Exercise task a:
In the MEME forum thread below, swap "FIMO" for "MAST" and give the passage from "Typically you'd just" to "find supporting evidence." with that one change.

-- Source excerpt start --

Retaining all contributing sites from command line run of MEME

30 views
Skip to first unread message

Angus Hilts

unread,
May 23, 2025, 5:25:19 PMMay 23
to MEME Suite Q&A
Hi everyone,
I am interested in looking at the specific instances of motifs after running MEME. The issue is that in some of my data sets, I have a large number of sites, which MEME seems to suppress. Is there a way to increase the number of sites that MEME will report so that I don't keep hitting the limit and can then extract the sequences themselves afterwards?
thanks in advance!

cegrant

unread,
May 23, 2025, 5:48:16 PMMay 23
to MEME Suite Q&A
Have you looked at the -nsites -minsites, and -maxsites options described in the MEME documentation? Note that depending on your choice for the site distribution (the -mod option model one or all of these parameters may be ignored. If you choose the "only one per sequence" (OOPS)  model you are telling MEME that each sequence contains exactly one site, so the number of sites used is always equal to the number of sequences. If you choose  the "zero or one per sequence" (ZOOPS) model you are telling MEME that each sequences contains at most one site, so the max sites parameter will always be equal to the number of sequences. If you choose the "any number of repetitions" (ANR) model the maximum number of sites that can be used is set to 5 times the number of sequences.

Typically you'd just let MEME use the default number of sites for the model you select, and then use the discovered motifs to scan for other sites matching the motif with FIMO. You'd usually only adjust the number of sites to be used if the motifs discovered had low statistical significance and you wanted MEME to try a bit harder to find supporting evidence.

-- Source excerpt end --

Exercise task b:
Present the entries below, from the line with "obj=green painted pavement mode=detect" to the line with "[110,143,210,150]", as a Markdown table with a Row column holding a row number and an Entry column holding the line, leaving out blank lines.

-- Data lines start --

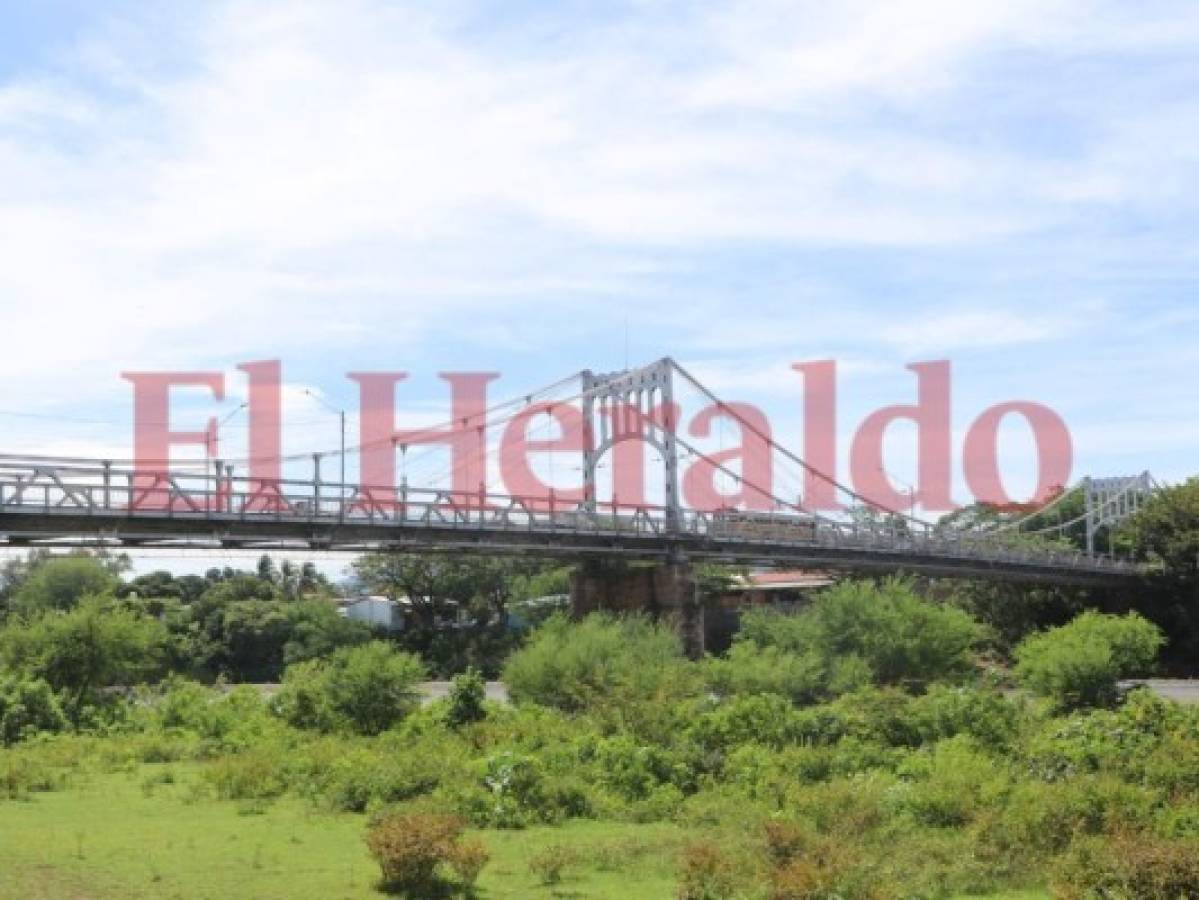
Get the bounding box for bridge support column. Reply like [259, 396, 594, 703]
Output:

-- Data lines end --
-- Data lines start --

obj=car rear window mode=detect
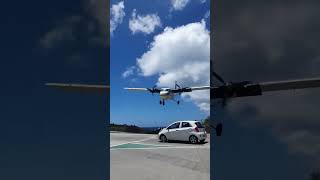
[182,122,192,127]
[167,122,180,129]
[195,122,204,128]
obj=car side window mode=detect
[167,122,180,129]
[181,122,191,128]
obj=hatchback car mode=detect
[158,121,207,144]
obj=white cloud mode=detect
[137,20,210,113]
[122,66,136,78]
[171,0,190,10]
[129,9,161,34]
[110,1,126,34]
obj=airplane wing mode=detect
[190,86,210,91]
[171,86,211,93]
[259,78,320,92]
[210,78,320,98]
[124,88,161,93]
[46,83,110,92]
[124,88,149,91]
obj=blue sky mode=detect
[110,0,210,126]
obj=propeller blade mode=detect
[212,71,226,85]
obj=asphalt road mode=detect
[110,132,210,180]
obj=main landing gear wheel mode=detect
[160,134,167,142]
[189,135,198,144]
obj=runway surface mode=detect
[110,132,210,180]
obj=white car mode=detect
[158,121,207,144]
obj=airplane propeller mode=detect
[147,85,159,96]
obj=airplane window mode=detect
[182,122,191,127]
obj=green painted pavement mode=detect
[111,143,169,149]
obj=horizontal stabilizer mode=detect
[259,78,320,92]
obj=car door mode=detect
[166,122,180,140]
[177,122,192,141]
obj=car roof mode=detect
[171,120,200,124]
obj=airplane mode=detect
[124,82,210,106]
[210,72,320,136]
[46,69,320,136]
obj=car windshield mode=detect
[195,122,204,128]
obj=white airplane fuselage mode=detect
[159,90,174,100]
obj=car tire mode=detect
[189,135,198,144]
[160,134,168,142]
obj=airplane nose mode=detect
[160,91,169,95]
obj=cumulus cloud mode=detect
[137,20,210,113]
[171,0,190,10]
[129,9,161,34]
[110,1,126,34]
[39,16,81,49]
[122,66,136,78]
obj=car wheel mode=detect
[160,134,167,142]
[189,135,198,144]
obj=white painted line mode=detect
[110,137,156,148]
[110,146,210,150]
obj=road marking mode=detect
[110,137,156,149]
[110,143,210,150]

-- Data lines end --
-- Data lines start --

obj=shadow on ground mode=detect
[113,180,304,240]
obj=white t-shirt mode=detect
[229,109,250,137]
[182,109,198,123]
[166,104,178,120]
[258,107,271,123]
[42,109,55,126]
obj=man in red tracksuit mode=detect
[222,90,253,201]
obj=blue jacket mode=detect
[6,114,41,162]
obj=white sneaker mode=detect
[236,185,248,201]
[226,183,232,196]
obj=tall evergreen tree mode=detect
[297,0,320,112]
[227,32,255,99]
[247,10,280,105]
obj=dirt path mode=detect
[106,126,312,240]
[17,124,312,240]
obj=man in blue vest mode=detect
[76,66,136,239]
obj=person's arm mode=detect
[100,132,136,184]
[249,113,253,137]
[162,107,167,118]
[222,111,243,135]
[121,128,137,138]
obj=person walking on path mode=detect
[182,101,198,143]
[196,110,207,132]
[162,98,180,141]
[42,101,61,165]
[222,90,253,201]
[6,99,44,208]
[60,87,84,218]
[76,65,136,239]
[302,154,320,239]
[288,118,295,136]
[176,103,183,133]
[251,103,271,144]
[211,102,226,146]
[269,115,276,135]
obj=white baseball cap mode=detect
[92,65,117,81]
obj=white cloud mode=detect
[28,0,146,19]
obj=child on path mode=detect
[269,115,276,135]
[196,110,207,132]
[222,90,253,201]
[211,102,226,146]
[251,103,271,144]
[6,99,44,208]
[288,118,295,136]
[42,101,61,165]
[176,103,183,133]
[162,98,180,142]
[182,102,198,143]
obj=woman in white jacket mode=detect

-- Data lines end --

Full output a:
Typically you'd just let MEME use the default number of sites for the model you select, and then use the discovered motifs to scan for other sites matching the motif with MAST. You'd usually only adjust the number of sites to be used if the motifs discovered had low statistical significance and you wanted MEME to try a bit harder to find supporting evidence.

Full output b:
| Row | Entry |
|---|---|
| 1 | obj=green painted pavement mode=detect |
| 2 | [111,143,169,149] |
| 3 | obj=horizontal stabilizer mode=detect |
| 4 | [259,78,320,92] |
| 5 | obj=car door mode=detect |
| 6 | [166,122,180,140] |
| 7 | [177,122,192,141] |
| 8 | obj=car roof mode=detect |
| 9 | [171,120,200,124] |
| 10 | obj=airplane mode=detect |
| 11 | [124,82,210,106] |
| 12 | [210,72,320,136] |
| 13 | [46,69,320,136] |
| 14 | obj=car windshield mode=detect |
| 15 | [195,122,204,128] |
| 16 | obj=white airplane fuselage mode=detect |
| 17 | [159,90,174,100] |
| 18 | obj=car tire mode=detect |
| 19 | [189,135,198,144] |
| 20 | [160,134,168,142] |
| 21 | obj=airplane nose mode=detect |
| 22 | [160,91,169,95] |
| 23 | obj=cumulus cloud mode=detect |
| 24 | [137,20,210,113] |
| 25 | [171,0,190,10] |
| 26 | [129,9,161,34] |
| 27 | [110,1,126,34] |
| 28 | [39,16,81,49] |
| 29 | [122,66,136,78] |
| 30 | obj=car wheel mode=detect |
| 31 | [160,134,167,142] |
| 32 | [189,135,198,144] |
| 33 | obj=white painted line mode=detect |
| 34 | [110,137,156,148] |
| 35 | [110,146,210,150] |
| 36 | obj=road marking mode=detect |
| 37 | [110,137,156,149] |
| 38 | [110,143,210,150] |